### Stated problem
Rewrite the items below with every occurrence of "farthest from its outline" swapped for "most distant from its edge", leaving all other text unchanged.

### Entries supplied

# # #

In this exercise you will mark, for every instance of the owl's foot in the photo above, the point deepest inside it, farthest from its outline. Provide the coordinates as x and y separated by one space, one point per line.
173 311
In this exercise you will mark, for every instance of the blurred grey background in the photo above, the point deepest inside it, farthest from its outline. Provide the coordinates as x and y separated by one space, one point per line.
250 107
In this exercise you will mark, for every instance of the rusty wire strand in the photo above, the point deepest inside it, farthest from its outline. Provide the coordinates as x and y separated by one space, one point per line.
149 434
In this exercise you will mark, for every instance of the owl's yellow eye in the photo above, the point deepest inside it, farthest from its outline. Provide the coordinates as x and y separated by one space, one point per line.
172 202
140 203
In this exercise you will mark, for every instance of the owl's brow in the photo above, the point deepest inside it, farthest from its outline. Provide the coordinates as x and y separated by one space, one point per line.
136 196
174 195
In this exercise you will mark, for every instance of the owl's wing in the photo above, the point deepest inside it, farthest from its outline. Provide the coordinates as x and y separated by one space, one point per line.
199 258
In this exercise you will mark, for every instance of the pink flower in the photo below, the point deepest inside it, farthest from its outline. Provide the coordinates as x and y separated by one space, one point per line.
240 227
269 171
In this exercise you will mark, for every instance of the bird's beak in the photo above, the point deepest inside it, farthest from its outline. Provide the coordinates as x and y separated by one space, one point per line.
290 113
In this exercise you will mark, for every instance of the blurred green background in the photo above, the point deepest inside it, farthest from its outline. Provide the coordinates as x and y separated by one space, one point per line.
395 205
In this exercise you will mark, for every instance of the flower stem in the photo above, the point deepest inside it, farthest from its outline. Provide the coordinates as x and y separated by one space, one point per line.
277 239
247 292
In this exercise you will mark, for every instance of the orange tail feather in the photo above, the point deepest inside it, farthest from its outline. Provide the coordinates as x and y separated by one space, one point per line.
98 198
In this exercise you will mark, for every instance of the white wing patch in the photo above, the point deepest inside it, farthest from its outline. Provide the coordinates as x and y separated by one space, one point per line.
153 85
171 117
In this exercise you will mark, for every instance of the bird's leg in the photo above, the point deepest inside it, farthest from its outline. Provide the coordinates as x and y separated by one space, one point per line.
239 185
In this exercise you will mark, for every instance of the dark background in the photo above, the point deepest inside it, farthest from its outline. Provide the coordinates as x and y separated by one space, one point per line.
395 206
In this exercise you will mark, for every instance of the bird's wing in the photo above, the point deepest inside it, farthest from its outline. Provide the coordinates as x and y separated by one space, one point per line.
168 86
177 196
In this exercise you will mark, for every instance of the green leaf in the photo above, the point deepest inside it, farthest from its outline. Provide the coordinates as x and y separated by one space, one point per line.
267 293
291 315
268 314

# # #

### Reply
In this exercise you will mark, for every instance of the owl's foot in the photo above, the point deepest inside it, most distant from its edge. Provide the coordinates as x and y separated by one space, one point per line.
173 311
In this exercise you will mark, for every instance of the blurred grey background in the photo above, the point deepest inside it, most distant from its edge. Provide the coordinates as x and y separated by one space, one point per line.
250 107
In this exercise you will mark, for every instance of the rusty wire strand in the photo above, the point deepest inside it, most distant from its edge. Provide the coordinates as x and y separated by one space, one point per line.
149 434
In this exercise you will mark, for every instance of the owl's yellow eye in the photo above, the point deepest inside it, most distant from its edge. Provide the coordinates as x and y separated by one space, one point per line.
172 202
140 203
In this exercise you will mark, for every instance of the owl's brow in the photo above, the point deepest inside it, most distant from its edge. Provide the coordinates as x and y separated by one space, one point per line.
136 196
174 195
In this exercise you will mark, for every instance of the owl's wing in the photo above, the point deepest inside it, most distant from its edge. Provide the coordinates as x and y separated by one space, one point per line.
199 258
In this exercise you will mark, for every instance of the pink flower in the photo below, the point deepest inside it, most distant from its edge. Provide the coordinates as x and y separated by one space, one point per line.
240 227
269 171
In this exercise you will mark, for every instance of the bird's beak in the photo above, the point deepest inside it, most distant from its edge. Provide the coordinates as x and y separated by one space, one point per line.
290 113
In this exercise you will mark, for every instance of the blurred green background in the photo above, the point deepest inside it, most distant from its edge. Provide the coordinates as x and y separated by one space, one point per line.
395 205
In this exercise you will mark, for every instance of the flower stem in the photo above, the point deepest inside it, most distant from its edge. Provide the coordinates as x and y separated by one space, one point per line.
277 239
247 292
In this exercise you will mark, for every instance of the orange tail feather in the photo above, the point deepest inside it, most distant from its edge. Provide the coordinates as x and y separated by one space, one point per line.
98 198
In this exercise you will mark, for every instance of the white wing patch in the photo above, the point deepest inside it, most distant from its edge. Provide the coordinates as x and y separated by one space, one point per line.
153 85
171 117
In this exercise you will mark, for every instance of the bird's leg in the photo above, the point deepest inside it, most distant from its edge. Provide the coordinates as x and y separated by one space, one point per line.
239 185
In this exercise you will mark, for every instance of the dark background in the photo above, the point deepest inside it, most distant from its edge. Provide the coordinates as x and y separated by one space, one point per line.
395 206
In this exercise you will mark, for every instance of the bird's wing in the photo above, the point deepest inside it, most distant from its edge. Provide the coordinates as x and y separated by one space, one point per line.
168 86
177 196
In this exercise you will mark, for every instance of the green leaf in the photo above, the point deepest inside it, most distant from its edge. Provide the coordinates as x and y separated by one space, one point per line.
267 293
291 315
268 314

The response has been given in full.